Exercise objective: Please edit the records below so that every "stone" becomes "granite", keeping everything else unchanged, and leave the pictures out of your answer.

Supplied information:
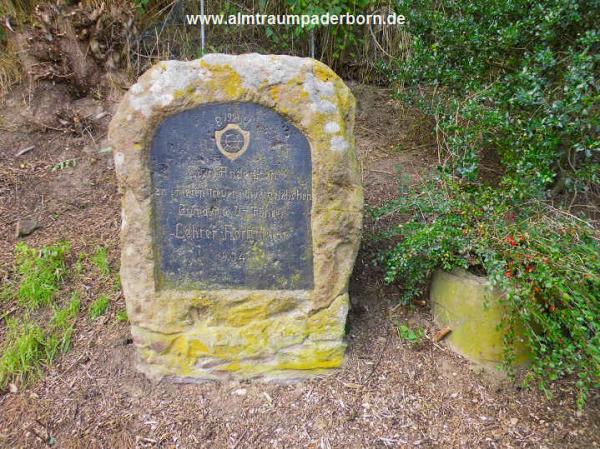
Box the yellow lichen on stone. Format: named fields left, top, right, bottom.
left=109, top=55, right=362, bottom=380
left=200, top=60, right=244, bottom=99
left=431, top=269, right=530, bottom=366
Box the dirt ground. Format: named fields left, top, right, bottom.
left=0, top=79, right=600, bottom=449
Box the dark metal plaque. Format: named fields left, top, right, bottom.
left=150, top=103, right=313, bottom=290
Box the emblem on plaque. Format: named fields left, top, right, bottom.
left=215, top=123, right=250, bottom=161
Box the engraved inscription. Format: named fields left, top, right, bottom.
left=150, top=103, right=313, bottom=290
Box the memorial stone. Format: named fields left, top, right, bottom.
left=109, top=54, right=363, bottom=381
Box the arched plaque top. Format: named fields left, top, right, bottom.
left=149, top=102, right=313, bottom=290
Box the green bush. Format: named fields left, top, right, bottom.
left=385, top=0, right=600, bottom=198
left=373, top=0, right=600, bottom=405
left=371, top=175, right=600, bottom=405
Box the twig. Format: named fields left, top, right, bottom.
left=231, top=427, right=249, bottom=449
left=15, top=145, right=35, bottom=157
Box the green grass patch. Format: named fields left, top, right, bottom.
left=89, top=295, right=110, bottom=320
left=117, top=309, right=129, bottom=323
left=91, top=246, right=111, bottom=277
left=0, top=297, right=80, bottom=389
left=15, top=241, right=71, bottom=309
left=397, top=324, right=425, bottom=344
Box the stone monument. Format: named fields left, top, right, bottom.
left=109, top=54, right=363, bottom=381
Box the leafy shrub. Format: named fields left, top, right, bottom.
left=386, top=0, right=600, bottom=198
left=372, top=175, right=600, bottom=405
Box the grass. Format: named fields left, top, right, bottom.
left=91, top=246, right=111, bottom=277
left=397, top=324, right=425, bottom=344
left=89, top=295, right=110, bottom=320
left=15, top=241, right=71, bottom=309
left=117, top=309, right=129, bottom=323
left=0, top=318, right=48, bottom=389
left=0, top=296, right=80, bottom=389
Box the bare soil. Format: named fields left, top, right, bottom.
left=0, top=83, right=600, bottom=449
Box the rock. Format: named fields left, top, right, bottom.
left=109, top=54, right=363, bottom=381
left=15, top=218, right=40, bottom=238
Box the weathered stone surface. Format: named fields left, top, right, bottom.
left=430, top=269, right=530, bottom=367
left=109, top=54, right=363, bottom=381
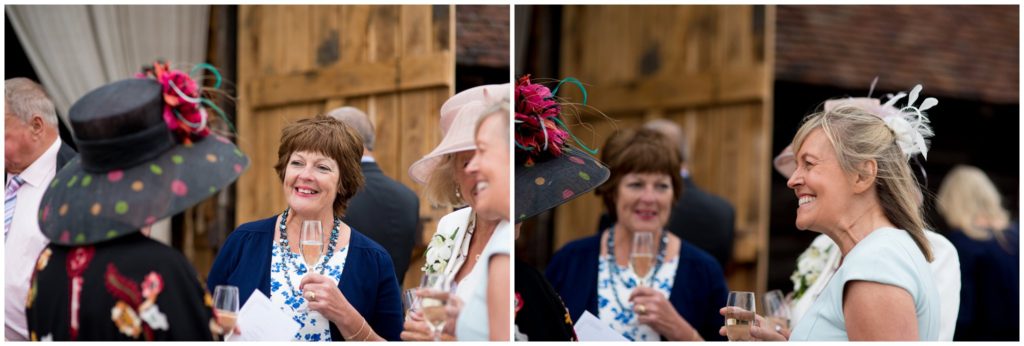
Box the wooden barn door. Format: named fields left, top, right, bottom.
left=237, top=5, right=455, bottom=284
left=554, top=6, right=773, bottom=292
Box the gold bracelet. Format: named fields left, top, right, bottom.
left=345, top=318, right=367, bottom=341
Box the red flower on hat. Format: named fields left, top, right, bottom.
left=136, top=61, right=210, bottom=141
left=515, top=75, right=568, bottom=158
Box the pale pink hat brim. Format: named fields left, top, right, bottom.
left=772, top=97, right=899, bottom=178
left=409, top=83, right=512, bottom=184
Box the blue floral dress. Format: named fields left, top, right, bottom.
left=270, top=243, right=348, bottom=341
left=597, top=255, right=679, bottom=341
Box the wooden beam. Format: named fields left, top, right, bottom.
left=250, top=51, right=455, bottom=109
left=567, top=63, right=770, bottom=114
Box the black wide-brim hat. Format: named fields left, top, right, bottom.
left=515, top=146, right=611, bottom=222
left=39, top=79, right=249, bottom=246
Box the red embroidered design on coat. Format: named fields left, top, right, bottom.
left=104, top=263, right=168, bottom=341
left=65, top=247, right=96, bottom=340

Correct response:
Box the yellow lichen on granite. Format: named fields left, top, right, bottom.
left=109, top=55, right=362, bottom=380
left=200, top=60, right=244, bottom=99
left=431, top=269, right=530, bottom=366
Box the dirt ground. Format: named fields left, top, right, bottom.
left=0, top=79, right=600, bottom=449
Box the dark metal plaque. Format: named fields left, top, right, bottom.
left=150, top=103, right=313, bottom=290
Box the emblem on plaque. Format: named fields left, top, right, bottom.
left=215, top=123, right=250, bottom=161
Box the engraved inscription. Format: named fields left, top, right, bottom.
left=150, top=103, right=313, bottom=290
Box the memorial granite. Format: named fields left, top, right, bottom.
left=109, top=54, right=363, bottom=381
Box the arched plaque top. Format: named fields left, top, right, bottom.
left=149, top=102, right=313, bottom=290
Box the green bush. Format: named fields left, top, right, bottom.
left=385, top=0, right=600, bottom=198
left=373, top=0, right=600, bottom=405
left=371, top=175, right=600, bottom=405
Box the twig. Format: named fields left, top, right, bottom.
left=231, top=427, right=249, bottom=449
left=15, top=145, right=35, bottom=157
Box the green grass patch. Format: named fields left, top, right, bottom.
left=89, top=295, right=110, bottom=320
left=117, top=309, right=129, bottom=323
left=91, top=246, right=111, bottom=277
left=0, top=297, right=80, bottom=389
left=15, top=241, right=71, bottom=309
left=397, top=324, right=425, bottom=344
Box the granite monument. Format: named fields left, top, right, bottom.
left=109, top=54, right=363, bottom=381
Box the leafy shrub. Format: named fields left, top, right, bottom.
left=386, top=0, right=600, bottom=198
left=372, top=175, right=600, bottom=405
Box the grass. Format: named fields left, top, right, bottom.
left=91, top=246, right=111, bottom=277
left=397, top=324, right=425, bottom=344
left=89, top=295, right=110, bottom=320
left=15, top=241, right=71, bottom=309
left=117, top=309, right=129, bottom=323
left=0, top=318, right=48, bottom=389
left=0, top=296, right=80, bottom=389
Box the bare soil. Format: named fields left, top, right, bottom.
left=0, top=83, right=600, bottom=449
Box the rock. Format: named fields left, top, right, bottom.
left=109, top=54, right=363, bottom=381
left=15, top=218, right=40, bottom=238
Box the weathered granite surface. Format: named fields left, top, right, bottom.
left=430, top=269, right=530, bottom=367
left=109, top=54, right=363, bottom=381
Box the wooden barn door. Format: named fields left, top, right, bottom.
left=237, top=5, right=455, bottom=284
left=554, top=6, right=773, bottom=292
Box the gold bracelet. Format: named fields left, top, right, bottom.
left=345, top=318, right=367, bottom=341
Box the red flower on hat. Format: named fields left, top, right, bottom.
left=136, top=61, right=210, bottom=141
left=515, top=75, right=568, bottom=158
Box the pale pink hat brim. Format: named fields left, top, right, bottom.
left=772, top=97, right=899, bottom=178
left=409, top=83, right=512, bottom=184
Box the blue floral dress. Format: named fields left, top, right, bottom.
left=270, top=243, right=348, bottom=341
left=597, top=255, right=679, bottom=341
Box the wooden beam. Format: named fields left, top, right, bottom.
left=250, top=51, right=455, bottom=109
left=567, top=63, right=770, bottom=114
Box the black wide-brim hat. Format: named fields left, top, right, bottom.
left=515, top=146, right=611, bottom=222
left=39, top=79, right=249, bottom=246
Box the red embroidered design on coat. Format: named fields left, top, right, bottom.
left=104, top=263, right=168, bottom=341
left=65, top=247, right=96, bottom=340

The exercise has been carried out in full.